> **CHALLENGE A**: Reproduce the passage on the exclusionary rule, starting at "We have not, however, mechanically" and ending at "579, 586-589 (1968).".
> **CHALLENGE B**: Find every line in the listing that contains the word "pole", and copy each one.

> **EXCERPTED PASSAGE**:
====
The deterrence rationale for the exclusionary rule sometimes, but not always, requires that it be applied to the indirect consequences of a constitutional violation. If the government could utilize evidence obtained through exploitation of illegal conduct, it would retain an incentive to engage in that conduct. “To forbid the direct use of methods thus characterized [as illegal] but to put no curb on their full indirect use would only invite the very methods deemed ‘inconsistent with ethical standards and destructive of personal liberty.’ ” Nardone v. United States, 308 U.S. 338, 340, 60 S.Ct. 266, 267, 84 L.Ed. 307 (1939).

We have not, however, mechanically applied the rule to every item of evidence that has a causal connection with police misconduct. “The notion of the ‘dissipation of the taint’ attempts to mark the point at which the detrimental consequences of illegal police action become so attenuated that the deterrent effect of the exclusionary rule no longer justifies its cost.” Brown v. Illinois, 422 U.S. 590, 609, 95 S.Ct. 2254, 2264, 45 L.Ed.2d 416 (1975) (POWELL, J., concurring in part).FN23

FN23. See 3 W. LaFave, Search and Seizure § 11.4(a) (1978); Amsterdam, Search, Seizure, and Section 2255: A Comment, 112 U.Pa.L.Rev. 378, 388-390 (1964); Pitler, “The Fruit of the Poisonous Tree” Revisted and Shepardized, 56 Calif.L.Rev. 579, 586-589 (1968).
This point is well illustrated by our cases concerning the use of confessions obtained as the result of unlawful arrests. In Wong Sun v. United States, 371 U.S. 471, 83 S.Ct. 407, 9 L.Ed.2d 441 (1963), we rejected a rule that any evidence that would not have been obtained but for the illegal actions of the police should be suppressed. See id., at 487-488, 491, 83 S.Ct., at 417-418, 419. Yet in Brown v. Illinois, 422 U.S. 590, 95 S.Ct. 2254, 45 L.Ed.2d 416 (1975), while continuing to reject a “but-for” rule, see id., at 603, 95 S.Ct., at 2261, we held that the taint of an unlawful arrest could not be purged merely by warning the arrestee of his right to remain silent and to consult with *830 counsel as required by Miranda v. Arizona, 384 U.S. 436, 86 S.Ct. 1602, 16 L.Ed.2d 694 (1966). We explained:

**3399 “If Miranda warnings, by themselves, were held to attenuate the taint of an unconstitutional arrest, regardless of how wanton and purposeful the Fourth Amendment violation, the effect of the exclusionary rule would be substantially diluted. Arrests made without warrant or without probable cause, for questioning or ‘investigation,’ would be encouraged by the knowledge that evidence derived therefrom could well be made admissible at trial by the simple expedient of giving Miranda warnings. Any incentive to avoid Fourth Amendment violations would be eviscerated by making the warnings, in effect, a ‘cure-all,’ and the constitutional guarantee against unlawful searches and seizures could be said to be reduced to ‘a form of words.’ ” 422 U.S., at 602-603, 95 S.Ct., at 2261-2262 (citation and footnote omitted).

These holdings make it clear that taint questions do not depend merely on questions of causation; causation is a necessary but not a sufficient condition for exclusion. In addition, it must be shown that exclusion is required to remove the incentive for the police to engage in the unlawful conduct. When it is, exclusion is mandated if the Fourth Amendment is to be more than “a form of words.”
====
> **DATASET CONTENT**:
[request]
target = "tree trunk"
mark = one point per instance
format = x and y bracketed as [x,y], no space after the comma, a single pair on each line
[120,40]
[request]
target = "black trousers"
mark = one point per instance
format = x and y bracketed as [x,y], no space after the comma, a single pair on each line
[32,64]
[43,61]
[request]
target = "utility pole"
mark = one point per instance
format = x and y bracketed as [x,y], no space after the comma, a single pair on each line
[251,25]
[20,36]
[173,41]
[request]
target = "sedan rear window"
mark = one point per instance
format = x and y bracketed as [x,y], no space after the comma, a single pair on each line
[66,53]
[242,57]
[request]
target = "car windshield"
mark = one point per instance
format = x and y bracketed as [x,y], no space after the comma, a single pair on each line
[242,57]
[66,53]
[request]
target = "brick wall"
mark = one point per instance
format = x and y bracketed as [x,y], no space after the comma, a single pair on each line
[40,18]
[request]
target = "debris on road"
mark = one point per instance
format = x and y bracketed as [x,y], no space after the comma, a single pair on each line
====
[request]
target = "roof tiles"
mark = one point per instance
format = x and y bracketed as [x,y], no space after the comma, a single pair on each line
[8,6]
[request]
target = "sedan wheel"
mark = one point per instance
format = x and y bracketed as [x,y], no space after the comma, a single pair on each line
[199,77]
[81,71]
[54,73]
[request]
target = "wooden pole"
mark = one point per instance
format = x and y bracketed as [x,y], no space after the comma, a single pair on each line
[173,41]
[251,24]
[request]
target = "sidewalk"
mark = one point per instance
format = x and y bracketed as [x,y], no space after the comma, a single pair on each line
====
> **CORRECT ANSWER A**:
We have not, however, mechanically applied the rule to every item of evidence that has a causal connection with police misconduct. “The notion of the ‘dissipation of the taint’ attempts to mark the point at which the detrimental consequences of illegal police action become so attenuated that the deterrent effect of the exclusionary rule no longer justifies its cost.” Brown v. Illinois, 422 U.S. 590, 609, 95 S.Ct. 2254, 2264, 45 L.Ed.2d 416 (1975) (POWELL, J., concurring in part).FN23

FN23. See 3 W. LaFave, Search and Seizure § 11.4(a) (1978); Amsterdam, Search, Seizure, and Section 2255: A Comment, 112 U.Pa.L.Rev. 378, 388-390 (1964); Pitler, “The Fruit of the Poisonous Tree” Revisted and Shepardized, 56 Calif.L.Rev. 579, 586-589 (1968).

> **CORRECT ANSWER B**:
target = "utility pole"
target = "wooden pole"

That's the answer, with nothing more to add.